==== Dataset extract ====

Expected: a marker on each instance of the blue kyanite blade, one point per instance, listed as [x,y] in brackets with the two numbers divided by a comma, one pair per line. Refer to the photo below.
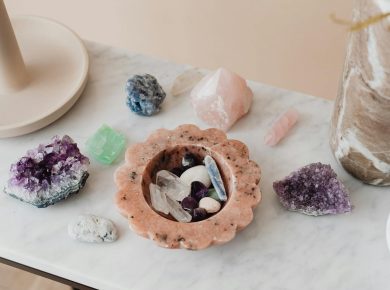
[215,177]
[144,95]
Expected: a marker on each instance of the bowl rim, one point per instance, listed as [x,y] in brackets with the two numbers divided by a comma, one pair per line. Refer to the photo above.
[220,228]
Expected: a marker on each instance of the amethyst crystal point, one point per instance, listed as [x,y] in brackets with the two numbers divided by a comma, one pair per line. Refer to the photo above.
[48,173]
[313,190]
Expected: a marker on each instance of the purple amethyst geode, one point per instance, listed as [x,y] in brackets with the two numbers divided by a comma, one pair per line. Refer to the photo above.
[313,190]
[49,173]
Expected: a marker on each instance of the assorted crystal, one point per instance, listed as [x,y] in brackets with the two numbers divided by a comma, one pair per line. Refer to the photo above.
[221,98]
[49,173]
[187,198]
[198,190]
[176,210]
[158,199]
[189,160]
[210,205]
[106,144]
[144,95]
[189,203]
[92,229]
[215,177]
[196,173]
[172,186]
[313,190]
[213,194]
[199,214]
[186,81]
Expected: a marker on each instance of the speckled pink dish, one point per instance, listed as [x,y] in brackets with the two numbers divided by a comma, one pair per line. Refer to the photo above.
[164,150]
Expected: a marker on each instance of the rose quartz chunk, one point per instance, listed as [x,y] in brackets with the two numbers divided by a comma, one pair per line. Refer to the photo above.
[281,127]
[221,98]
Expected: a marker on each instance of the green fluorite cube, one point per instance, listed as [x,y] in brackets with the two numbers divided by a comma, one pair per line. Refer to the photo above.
[106,144]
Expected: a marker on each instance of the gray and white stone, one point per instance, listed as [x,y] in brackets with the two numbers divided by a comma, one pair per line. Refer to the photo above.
[172,186]
[210,204]
[92,229]
[196,173]
[158,199]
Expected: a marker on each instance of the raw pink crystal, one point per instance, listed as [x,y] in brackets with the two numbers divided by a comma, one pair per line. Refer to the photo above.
[221,98]
[281,127]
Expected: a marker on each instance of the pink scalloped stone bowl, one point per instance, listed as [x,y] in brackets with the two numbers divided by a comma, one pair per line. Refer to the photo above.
[164,150]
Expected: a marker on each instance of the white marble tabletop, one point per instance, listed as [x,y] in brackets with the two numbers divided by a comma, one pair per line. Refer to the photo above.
[279,250]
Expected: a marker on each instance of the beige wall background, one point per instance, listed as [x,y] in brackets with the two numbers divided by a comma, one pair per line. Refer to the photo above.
[288,43]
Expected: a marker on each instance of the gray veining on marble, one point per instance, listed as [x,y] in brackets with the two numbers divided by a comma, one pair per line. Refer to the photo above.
[279,250]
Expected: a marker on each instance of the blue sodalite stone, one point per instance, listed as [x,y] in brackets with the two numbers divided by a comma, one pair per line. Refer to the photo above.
[144,95]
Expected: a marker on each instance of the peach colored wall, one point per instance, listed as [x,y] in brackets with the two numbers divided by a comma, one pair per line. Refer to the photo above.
[287,43]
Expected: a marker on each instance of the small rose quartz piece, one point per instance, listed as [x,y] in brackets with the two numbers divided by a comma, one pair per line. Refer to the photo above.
[186,81]
[281,127]
[221,98]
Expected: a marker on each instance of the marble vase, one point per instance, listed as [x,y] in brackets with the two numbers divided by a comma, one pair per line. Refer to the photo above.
[360,129]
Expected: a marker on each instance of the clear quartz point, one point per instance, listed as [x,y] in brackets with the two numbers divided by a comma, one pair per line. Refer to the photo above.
[215,177]
[172,186]
[158,199]
[177,211]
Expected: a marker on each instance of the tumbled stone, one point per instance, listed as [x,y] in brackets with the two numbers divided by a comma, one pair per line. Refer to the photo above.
[48,174]
[215,177]
[92,229]
[313,190]
[189,203]
[178,171]
[172,186]
[106,144]
[158,199]
[186,81]
[221,98]
[176,210]
[199,214]
[210,205]
[144,95]
[213,194]
[189,160]
[196,173]
[198,190]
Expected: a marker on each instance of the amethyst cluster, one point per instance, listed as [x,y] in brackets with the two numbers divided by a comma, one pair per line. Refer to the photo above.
[313,190]
[49,173]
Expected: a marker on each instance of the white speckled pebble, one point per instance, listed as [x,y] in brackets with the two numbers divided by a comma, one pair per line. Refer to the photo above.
[196,173]
[92,229]
[210,204]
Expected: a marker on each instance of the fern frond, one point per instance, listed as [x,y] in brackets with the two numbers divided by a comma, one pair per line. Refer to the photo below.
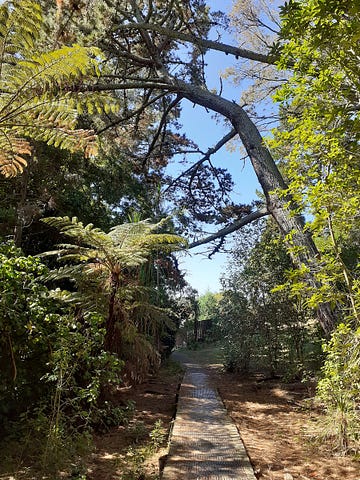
[72,227]
[37,98]
[20,22]
[12,150]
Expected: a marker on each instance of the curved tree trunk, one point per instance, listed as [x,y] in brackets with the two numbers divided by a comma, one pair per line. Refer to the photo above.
[271,181]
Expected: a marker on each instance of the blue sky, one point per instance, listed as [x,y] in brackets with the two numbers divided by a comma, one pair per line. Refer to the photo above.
[203,273]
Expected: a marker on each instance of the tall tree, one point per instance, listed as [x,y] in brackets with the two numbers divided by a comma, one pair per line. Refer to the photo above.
[145,41]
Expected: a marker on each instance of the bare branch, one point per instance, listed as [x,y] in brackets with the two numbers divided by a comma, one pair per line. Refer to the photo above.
[232,228]
[206,44]
[206,157]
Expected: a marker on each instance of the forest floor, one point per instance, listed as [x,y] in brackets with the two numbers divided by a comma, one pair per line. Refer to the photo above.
[277,423]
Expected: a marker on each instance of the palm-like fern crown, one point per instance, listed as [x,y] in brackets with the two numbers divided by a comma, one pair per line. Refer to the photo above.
[36,100]
[126,246]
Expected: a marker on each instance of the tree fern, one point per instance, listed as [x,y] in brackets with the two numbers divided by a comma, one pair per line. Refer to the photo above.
[112,262]
[37,101]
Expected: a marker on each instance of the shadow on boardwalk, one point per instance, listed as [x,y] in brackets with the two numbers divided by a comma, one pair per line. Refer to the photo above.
[205,443]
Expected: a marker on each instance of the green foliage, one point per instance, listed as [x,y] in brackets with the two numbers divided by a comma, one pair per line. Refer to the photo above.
[53,368]
[28,320]
[319,138]
[339,389]
[37,98]
[115,266]
[263,328]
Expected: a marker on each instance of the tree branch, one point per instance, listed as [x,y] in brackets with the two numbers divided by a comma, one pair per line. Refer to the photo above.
[232,228]
[206,157]
[207,44]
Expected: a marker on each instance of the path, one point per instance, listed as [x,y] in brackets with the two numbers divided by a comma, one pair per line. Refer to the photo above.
[205,444]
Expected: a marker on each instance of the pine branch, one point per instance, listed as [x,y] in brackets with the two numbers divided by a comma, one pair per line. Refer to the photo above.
[232,228]
[204,43]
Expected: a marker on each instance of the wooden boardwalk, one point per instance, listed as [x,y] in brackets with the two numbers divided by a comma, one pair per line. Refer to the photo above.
[205,443]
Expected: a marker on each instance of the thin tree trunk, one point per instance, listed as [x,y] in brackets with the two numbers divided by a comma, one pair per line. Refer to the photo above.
[271,180]
[20,209]
[111,318]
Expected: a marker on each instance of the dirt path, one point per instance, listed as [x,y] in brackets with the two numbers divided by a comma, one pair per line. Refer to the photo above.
[205,443]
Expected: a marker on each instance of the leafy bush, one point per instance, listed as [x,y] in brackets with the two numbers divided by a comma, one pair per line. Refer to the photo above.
[339,389]
[54,368]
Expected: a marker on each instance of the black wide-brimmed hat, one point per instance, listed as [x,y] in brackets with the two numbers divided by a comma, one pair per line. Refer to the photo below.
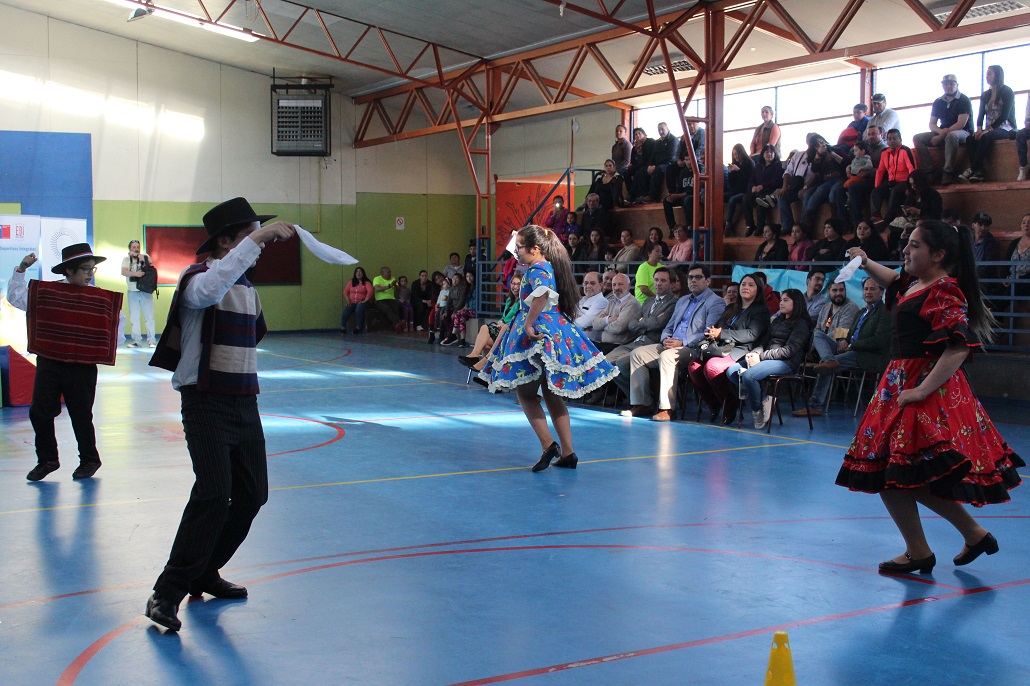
[73,253]
[229,214]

====

## What is being asked
Reproduce the whole listing above word for word, but not its pictures.

## Final result
Expected: a marker on each instance of the blue kyanite blade, one point per instance, listed as [x,y] in brackets with the two numbers divided by a comma, one pair per line. Refer to the photo below.
[215,177]
[144,95]
Expected: a marker on each instance of the bowl rim, one point per instance, listed as [x,y] in brackets with the two numbers divided by a comma, one pair per line. Refer to the photo above.
[220,228]
Expected: a marker on each instance of the amethyst crystal point, one point per instance, listed as [x,y] in brackets with the two numbers divided by a comma, one pair per line. Refer to the photo above.
[48,173]
[313,190]
Expected: a marker on each instance of the purple amethyst geode, one point per instance, listed as [x,y] in brackets with the two numbers divided by a comma, one pair per line. Refer to the photo above.
[313,190]
[49,173]
Expected: a marker on each instance of the assorted crystal, one point per instance, listed as [x,y] in brackets with the two numbers divided by a comma, one pair per line. Refer to the photo above.
[221,98]
[49,173]
[187,198]
[198,190]
[176,210]
[158,199]
[189,160]
[210,205]
[106,144]
[144,95]
[189,203]
[92,229]
[215,177]
[196,173]
[172,186]
[313,190]
[213,194]
[199,214]
[186,81]
Expected: a marker on each instance of the speckled pink dish, one point per instance, listed as [x,y] in brackets with the two numbers divided by a comma, one pair per line. Refer to the photo above.
[164,150]
Expected: a marker on each instance of the rose quartz chunk, one point per instance, listed as [x,y] in brackets with the two numbers divided by a comma, one pair per line. Refer to the photo above.
[281,127]
[221,98]
Expected: a marker on each instance of the green fluorite cube, one point per instance, listed as [x,y] in brackets with the two numbers divided by a comma, one pair per line. Refer to the photo above.
[106,144]
Expected: a marker on each instance of the gray and white stone, one point per instance, listed as [x,y] in brackets with the two numbers divided by a comma, one pair per line. Refer to the photo above.
[172,186]
[210,204]
[92,229]
[196,173]
[158,199]
Expected: a marker on each instance of the raw pink crystal, one point per instance, listed as [x,y] in brackets with the two numbers divided by a comma, one pair per line. Refer to the photo above.
[221,98]
[281,127]
Expected: a marker on each instance of the pink scalloped stone bowl, one point per instance, listed as [x,y] in brackets with the two numbers divided by a comma, one pair per line. Refer to the photo above.
[164,150]
Expected: a marker on each instance of the white marble tabletop, one point per instance, listed as [x,y] in brackets with the two numbers divided by a comma, one pair per line. Refer to the photo above.
[279,250]
Expected: a marker on each instance of the beige wall background, one point per instance, listed as [x,y] in brackets with the two numbers divided by a comma, one pair per line. Refer to the photo above.
[288,43]
Expected: a marker on each instance of the gray veining on marble, one point per instance, listed as [x,y] in brackets with the two numbers divided by a comma, one pair per line. Refer to the photo above.
[279,250]
Expected: a marker on each instance of the blue sodalite stone, one point per instance, listed as [x,y] in brackets with the two numbers divided by a comma, one pair per line. Refer to the photo above.
[144,95]
Expected: a marker on each instance of the peach colored wall, one point per instance, listed as [x,y] in brackets with the two numbers divided by a comma, one pair per line. Refer to the photo above.
[287,43]
Expected: a marker on each instance of the small rose quartz piece, one point per instance, listed as [x,y] in brackets with the two numbers divided by a comma, one pair per line. Refer to the photo above.
[186,81]
[281,127]
[221,98]
Expected: a marker on each instance of the marble vase, one point per instance, listed as [x,y] in brackets with the two numbers divided by a comma, one pair per line. Refer to the photo above.
[360,129]
Expected: a marker on each instance of the clear quartz point, one point per instance, listed as [x,y] in brackets with the two numbers divided by a comma, one pair per line. Refer to the photo above.
[215,177]
[172,186]
[158,199]
[177,211]
Expected: a marker on each instance of the tumbled stone, one point per instance, listed as [x,y] in brackets with the two numbers divided by a comma, one pair per line. Refer to the photo above.
[48,174]
[215,177]
[92,229]
[313,190]
[189,203]
[178,171]
[172,186]
[106,144]
[158,199]
[186,81]
[221,98]
[176,210]
[199,214]
[210,205]
[144,95]
[213,194]
[189,160]
[196,173]
[198,190]
Expected: a marker on each instance of the amethyst cluster, one point per instance, listed as [x,y] in brackets with the two numbers divided by a comma, one pair per line. Refer to the photo above.
[313,190]
[49,173]
Expected: a marker on each instance of the white speckled pebble, one point per instance, listed as [x,y] in brackets with the two numbers divided by a comma, one pair per line. Refer to the photo above.
[196,173]
[92,229]
[210,204]
Expected: a marker on each instance of the fern frond, one point per instance, listed as [x,y] in brackets with the two numbers divided by a comma, one pair per line. Refer to the photo below.
[72,227]
[37,98]
[20,22]
[12,150]
Expected: a marker on each instance of the curved tree trunk, one point per instance, listed as [x,y] in brackets with the two numbers divided by a comma, one pair per line. Refer to the photo above.
[271,181]
Expected: a marker on each instance of the blue sky, one point per instance, listed as [x,y] in brackets with the two numbers divided by a comma, one pair per line. Refer to the photo above.
[203,273]
Expected: a marker on each instance of the tall tree, one point per instance, listed as [x,y] in brackets with the two numbers divided by a comma, one pair per line. Refer to the photo above.
[145,41]
Expected: a marker on each instance of the bare branch, one point per instance, listed as [x,y] in brackets with the two numbers divided by a comma, one pair per line. Refer to the photo above.
[232,228]
[206,44]
[206,157]
Expected: a marker on each instance of the forest floor, one point per instance, listed as [x,y] in brackets with the two numbers divided by a comma, one pair per line. Refer to the photo above.
[277,423]
Expected: a marker on each instance of the palm-like fern crown, one point per instance, listed as [x,y] in brackets with the two numbers divided by a comma, one pair per line. Refer to the photo above.
[36,100]
[126,246]
Expected: a marker on each instance of the tree fern, one point per instance, listed as [x,y] in brackets with the two numbers divided by a comma, one pair per line. Refer to the photo above.
[112,262]
[37,101]
Expected: a marker on each instance of the shadow on boardwalk, one point per instance, listed as [x,y] in brackets with the two numbers divided by a comma, one pair per line. Refer to the photo above.
[205,443]
Expected: a marker on each instance of the green foliage, one point per instance, listed as [x,y] in brackets with the two numbers divided by a comma, one pair per line. Refer to the photo above.
[53,368]
[28,320]
[319,138]
[339,389]
[37,98]
[115,266]
[263,328]
Expected: a marker on each instance of the tree branch, one point per instance, listed as [x,y] in brackets with the two numbers divided by a comma, one pair per line. Refer to the photo above.
[232,228]
[206,157]
[207,44]
Expected: a marker on each instance of the path, one point per instance, listed as [x,y] in brackets with the two numbers divided by a comma, one pair per line. Refer to the photo above.
[205,444]
Expected: a marker on each instance of the pine branch, one point per instance, listed as [x,y] in brackets with the two numbers divided by a comma, one pair per line. Refer to the photo above.
[232,228]
[204,43]
Expected: a marker on each instance of the wooden boardwalk, one point per instance, listed as [x,y] in brackets with the two numbers divided by a comma, one pair per line. Refer to the photo above.
[205,443]
Expected: a marker on each instance of the thin tree trunk, one point per instance, listed as [x,y] in brackets with the two numbers divided by a comma, one pair per line. Refer to the photo above.
[271,180]
[20,209]
[111,318]
Expected: a marker on each instance of the dirt path, one point per instance, listed as [x,y] in brackets with the two numbers divided by a comma, one pair per line. Refer to the photo above.
[205,443]
Expected: a marker on each instance of the leafy bush, one point per instance, listed as [x,y] in brackets with the two numbers divided by a comma, one pair per line. Refer to the photo above.
[339,389]
[54,368]
Expected: a marker on each instance of the black wide-brimmed hat, one point per instance, listed as [x,y] in brackets with the two numbers divided by a comma, one pair per line. Refer to the photo below.
[73,253]
[229,214]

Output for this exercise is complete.